TASKS FOR THIS EXERCISE –
1) List every aircraft system or component named in the two bulleted occurrences of the hazard-identification text.
2) Print everything in the hazard-identification text from "In Paragraph 3.1 on" down to "in-flight shut down).".

TEXT EXTRACT –
* * *

Additional points of consideration on the identification of hazards

In Paragraph 3.1 on the "Proactive identification of hazards" some additional points were added after feedback from industry stakeholders. Additionally more information was added at Paragraph 3.2 on the "Reactive identification of hazards (data collection from the AMO and analysis". 

Examples of occurrences identified so far

Another useful addition to the document is the inclusion of a summary of the types of occurrences identified already during the crisis to aid help you learn from the experience of others. These examples of occurrences related to prolonged parking/storage with a serious impact on airworthiness are:

  • Sticking / high friction of valves in engine bleed air system leading to pneumatic system issues during flight (e.g., bleed air loss, in one particular case this led to an in-flight shut down).
  • Erroneous air data information including contaminated / blocked pitot-static systems and Angle of Attack (AOA) vanes failure.

* * *

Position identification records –
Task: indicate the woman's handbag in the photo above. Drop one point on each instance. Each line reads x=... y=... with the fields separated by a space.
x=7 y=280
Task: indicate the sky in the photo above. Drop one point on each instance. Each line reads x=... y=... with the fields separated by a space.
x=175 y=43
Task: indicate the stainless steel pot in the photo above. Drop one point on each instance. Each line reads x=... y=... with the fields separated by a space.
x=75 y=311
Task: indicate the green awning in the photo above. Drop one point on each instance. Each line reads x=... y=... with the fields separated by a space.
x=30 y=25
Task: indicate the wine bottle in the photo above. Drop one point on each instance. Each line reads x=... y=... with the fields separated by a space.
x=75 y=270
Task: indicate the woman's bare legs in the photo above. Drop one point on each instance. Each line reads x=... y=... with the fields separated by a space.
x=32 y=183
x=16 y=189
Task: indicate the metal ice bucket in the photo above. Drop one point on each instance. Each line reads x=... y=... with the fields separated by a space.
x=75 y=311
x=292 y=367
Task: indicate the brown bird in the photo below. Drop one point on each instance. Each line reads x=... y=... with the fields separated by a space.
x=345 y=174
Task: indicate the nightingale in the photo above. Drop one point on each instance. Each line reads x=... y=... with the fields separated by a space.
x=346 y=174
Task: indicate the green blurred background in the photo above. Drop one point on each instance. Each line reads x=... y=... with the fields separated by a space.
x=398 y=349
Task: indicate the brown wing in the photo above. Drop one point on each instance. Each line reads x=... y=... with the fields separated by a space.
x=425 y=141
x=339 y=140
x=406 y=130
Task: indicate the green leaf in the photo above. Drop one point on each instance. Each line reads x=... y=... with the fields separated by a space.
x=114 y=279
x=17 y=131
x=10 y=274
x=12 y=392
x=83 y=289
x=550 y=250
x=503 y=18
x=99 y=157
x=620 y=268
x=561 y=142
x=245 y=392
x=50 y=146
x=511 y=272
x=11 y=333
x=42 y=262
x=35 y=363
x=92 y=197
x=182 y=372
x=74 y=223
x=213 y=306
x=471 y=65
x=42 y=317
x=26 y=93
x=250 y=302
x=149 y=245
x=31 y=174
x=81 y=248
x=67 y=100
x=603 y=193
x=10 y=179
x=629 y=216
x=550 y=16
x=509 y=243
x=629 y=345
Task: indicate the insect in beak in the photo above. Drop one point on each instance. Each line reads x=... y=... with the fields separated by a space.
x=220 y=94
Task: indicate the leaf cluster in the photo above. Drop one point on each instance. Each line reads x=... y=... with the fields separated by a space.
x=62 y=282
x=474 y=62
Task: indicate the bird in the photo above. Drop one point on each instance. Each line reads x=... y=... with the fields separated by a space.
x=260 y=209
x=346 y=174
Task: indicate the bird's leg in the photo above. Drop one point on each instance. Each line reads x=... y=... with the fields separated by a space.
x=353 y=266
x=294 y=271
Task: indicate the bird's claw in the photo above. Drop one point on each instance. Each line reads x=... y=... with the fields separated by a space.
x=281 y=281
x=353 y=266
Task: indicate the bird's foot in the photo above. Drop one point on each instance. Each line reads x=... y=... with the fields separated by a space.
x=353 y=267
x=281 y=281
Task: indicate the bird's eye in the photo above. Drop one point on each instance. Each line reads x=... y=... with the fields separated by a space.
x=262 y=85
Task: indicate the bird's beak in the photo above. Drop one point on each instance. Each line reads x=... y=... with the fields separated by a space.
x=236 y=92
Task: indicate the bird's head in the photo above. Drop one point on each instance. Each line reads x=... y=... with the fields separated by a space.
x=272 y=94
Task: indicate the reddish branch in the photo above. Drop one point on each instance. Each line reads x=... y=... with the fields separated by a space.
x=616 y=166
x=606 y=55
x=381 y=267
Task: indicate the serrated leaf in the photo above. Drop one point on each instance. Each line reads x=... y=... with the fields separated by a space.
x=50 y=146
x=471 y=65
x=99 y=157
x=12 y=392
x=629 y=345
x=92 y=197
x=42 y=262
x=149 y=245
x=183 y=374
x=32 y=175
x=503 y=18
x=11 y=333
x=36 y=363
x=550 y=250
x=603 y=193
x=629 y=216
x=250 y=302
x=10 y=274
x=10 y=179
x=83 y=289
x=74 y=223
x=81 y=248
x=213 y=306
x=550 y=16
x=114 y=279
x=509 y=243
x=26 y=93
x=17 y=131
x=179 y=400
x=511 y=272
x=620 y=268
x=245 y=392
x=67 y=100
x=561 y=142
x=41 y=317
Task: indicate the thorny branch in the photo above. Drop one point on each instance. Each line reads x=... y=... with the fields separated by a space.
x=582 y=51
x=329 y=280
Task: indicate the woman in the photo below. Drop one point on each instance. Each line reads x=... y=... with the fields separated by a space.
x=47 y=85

* * *

PROBLEM SOLUTIONS –
1)
- Valves
- Engine bleed air system
- Pneumatic system
- Pitot-static systems
- Angle of Attack (AOA) vanes

2)
In Paragraph 3.1 on the "Proactive identification of hazards" some additional points were added after feedback from industry stakeholders. Additionally more information was added at Paragraph 3.2 on the "Reactive identification of hazards (data collection from the AMO and analysis". 

Examples of occurrences identified so far

Another useful addition to the document is the inclusion of a summary of the types of occurrences identified already during the crisis to aid help you learn from the experience of others. These examples of occurrences related to prolonged parking/storage with a serious impact on airworthiness are:

  • Sticking / high friction of valves in engine bleed air system leading to pneumatic system issues during flight (e.g., bleed air loss, in one particular case this led to an in-flight shut down).